Source extract:
::::::::::

Closed rhdolin closed 5 years ago

rhdolin commented 5 years ago
markwoon commented 5 years ago

PharmCAT will not be supporting this.

We want people to be 100% clear on how PharmCAT works and what happens with the data you provide to it. It does not accept arbitrary VCF for many reasons (see VCF Requirements for the full list of requirements), but the main one is that we will not make any assumptions on the input you provide. We have already encountered users making assumptions on how PharmCAT works or should work which has led to confusion down the line.

For one thing, we do not know what "wild type" is because it can vary based on your reference sequence. Did you convert it from GRCh37 to GRCh38? If so, the "wild types" from the two could have changed and your VCF would not provide any indications that this is the case. Secondly, a missing entry can mean that the reference base was detected OR it can mean the base was not assayed or has no call. We cannot distinguish between uncalled positions and reference in a VCF file. So we ask that you declare each required position for PharmCAT to be clear about the input.

::::::::::

Activities:
1. In the PharmCAT comment, what two things can a missing entry in a VCF mean?
2. Echo the part of the PharmCAT comment that begins at the words "PharmCAT will not" and stops after "down the line.".
The material after this point is separate from the PharmCAT comment.

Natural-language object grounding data
::::::::::

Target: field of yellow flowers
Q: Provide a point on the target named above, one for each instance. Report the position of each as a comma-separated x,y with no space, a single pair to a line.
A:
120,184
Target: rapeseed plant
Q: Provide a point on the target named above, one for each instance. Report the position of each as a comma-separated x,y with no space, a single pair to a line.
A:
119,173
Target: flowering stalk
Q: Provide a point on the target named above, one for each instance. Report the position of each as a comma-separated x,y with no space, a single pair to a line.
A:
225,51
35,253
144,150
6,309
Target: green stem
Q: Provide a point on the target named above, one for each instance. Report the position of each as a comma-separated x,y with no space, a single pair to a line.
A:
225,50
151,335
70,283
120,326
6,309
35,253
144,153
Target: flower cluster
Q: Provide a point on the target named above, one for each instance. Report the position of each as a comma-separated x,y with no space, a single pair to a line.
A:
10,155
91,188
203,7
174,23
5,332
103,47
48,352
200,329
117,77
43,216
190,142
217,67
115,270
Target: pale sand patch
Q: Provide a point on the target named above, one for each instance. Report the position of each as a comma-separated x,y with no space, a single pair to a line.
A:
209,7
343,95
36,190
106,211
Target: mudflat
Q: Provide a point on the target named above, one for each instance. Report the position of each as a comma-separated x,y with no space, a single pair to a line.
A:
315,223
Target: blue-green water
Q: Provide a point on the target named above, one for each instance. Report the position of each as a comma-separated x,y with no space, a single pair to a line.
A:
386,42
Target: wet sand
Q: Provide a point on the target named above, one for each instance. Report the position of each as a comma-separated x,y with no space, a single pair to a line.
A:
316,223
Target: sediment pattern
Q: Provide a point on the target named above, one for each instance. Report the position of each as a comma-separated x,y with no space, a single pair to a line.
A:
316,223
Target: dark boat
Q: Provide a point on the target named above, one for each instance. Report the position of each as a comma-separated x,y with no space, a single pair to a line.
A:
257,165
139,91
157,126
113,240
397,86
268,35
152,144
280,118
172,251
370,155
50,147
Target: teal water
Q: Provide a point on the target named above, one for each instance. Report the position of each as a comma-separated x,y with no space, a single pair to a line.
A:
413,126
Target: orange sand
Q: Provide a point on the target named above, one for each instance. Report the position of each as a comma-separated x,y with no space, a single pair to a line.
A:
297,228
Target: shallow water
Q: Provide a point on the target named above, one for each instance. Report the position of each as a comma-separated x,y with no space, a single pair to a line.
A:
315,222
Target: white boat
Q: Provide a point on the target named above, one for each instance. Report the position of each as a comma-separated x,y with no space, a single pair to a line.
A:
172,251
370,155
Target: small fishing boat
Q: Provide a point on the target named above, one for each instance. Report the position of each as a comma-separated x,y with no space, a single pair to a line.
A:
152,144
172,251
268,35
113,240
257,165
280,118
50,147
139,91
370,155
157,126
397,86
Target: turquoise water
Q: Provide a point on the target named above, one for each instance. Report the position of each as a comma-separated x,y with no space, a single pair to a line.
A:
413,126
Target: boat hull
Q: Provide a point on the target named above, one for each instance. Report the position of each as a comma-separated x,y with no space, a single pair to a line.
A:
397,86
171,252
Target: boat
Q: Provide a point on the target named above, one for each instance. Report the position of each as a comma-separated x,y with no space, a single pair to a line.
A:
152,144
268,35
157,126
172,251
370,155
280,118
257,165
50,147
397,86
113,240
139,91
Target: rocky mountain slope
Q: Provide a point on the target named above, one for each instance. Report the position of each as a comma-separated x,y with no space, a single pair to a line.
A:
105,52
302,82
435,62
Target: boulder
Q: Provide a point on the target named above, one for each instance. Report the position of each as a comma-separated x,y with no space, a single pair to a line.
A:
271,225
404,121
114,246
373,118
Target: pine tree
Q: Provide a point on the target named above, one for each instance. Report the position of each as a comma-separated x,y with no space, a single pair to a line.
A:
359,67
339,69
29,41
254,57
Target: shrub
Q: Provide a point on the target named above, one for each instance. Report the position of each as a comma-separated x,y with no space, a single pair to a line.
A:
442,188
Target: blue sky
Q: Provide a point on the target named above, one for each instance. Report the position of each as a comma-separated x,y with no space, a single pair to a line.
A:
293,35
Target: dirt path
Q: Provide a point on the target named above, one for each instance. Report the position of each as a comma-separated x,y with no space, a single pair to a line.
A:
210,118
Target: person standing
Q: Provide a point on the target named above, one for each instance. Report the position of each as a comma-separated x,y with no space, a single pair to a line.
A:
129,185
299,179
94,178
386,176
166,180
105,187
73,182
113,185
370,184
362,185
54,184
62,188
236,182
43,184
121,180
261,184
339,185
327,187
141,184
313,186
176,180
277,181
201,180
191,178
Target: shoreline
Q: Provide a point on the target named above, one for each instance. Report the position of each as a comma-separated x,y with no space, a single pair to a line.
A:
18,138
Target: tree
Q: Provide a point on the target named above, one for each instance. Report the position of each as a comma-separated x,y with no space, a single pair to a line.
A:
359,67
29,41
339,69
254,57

::::::::::

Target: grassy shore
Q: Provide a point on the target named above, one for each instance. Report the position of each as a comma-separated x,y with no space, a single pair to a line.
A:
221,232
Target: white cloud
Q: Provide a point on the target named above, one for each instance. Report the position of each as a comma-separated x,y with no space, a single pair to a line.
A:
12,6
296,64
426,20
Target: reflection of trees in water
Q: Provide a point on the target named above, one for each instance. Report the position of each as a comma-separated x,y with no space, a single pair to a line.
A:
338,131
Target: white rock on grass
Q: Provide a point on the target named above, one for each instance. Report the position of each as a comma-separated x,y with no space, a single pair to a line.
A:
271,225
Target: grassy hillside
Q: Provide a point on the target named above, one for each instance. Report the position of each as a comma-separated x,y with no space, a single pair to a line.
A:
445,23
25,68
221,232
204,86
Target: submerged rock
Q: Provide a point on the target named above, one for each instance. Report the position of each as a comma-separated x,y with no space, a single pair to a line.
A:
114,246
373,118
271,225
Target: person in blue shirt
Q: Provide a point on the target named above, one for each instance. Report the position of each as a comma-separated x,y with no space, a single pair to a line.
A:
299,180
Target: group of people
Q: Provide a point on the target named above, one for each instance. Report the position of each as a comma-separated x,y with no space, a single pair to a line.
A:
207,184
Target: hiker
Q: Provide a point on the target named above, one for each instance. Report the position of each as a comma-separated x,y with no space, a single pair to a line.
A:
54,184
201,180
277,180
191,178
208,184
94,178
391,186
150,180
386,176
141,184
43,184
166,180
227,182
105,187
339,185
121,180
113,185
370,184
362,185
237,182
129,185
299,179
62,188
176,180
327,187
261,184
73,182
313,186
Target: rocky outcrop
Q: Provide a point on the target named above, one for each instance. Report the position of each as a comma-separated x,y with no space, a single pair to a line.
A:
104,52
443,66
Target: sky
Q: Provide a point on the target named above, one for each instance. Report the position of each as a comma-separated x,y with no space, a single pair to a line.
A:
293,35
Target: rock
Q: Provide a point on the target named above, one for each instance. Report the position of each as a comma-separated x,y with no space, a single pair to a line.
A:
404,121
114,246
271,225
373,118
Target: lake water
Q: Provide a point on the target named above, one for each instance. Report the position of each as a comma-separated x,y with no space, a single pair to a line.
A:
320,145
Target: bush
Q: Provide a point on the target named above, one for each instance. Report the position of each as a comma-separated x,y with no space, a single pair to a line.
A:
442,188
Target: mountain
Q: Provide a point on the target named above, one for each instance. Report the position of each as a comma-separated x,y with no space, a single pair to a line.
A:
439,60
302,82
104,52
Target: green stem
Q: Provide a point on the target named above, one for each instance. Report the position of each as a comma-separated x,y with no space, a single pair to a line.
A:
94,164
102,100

::::::::::

Responses in order:
1. A missing entry can mean that the reference base was detected, or that the base was not assayed or has no call.

2.
PharmCAT will not be supporting this.

We want people to be 100% clear on how PharmCAT works and what happens with the data you provide to it. It does not accept arbitrary VCF for many reasons (see VCF Requirements for the full list of requirements), but the main one is that we will not make any assumptions on the input you provide. We have already encountered users making assumptions on how PharmCAT works or should work which has led to confusion down the line.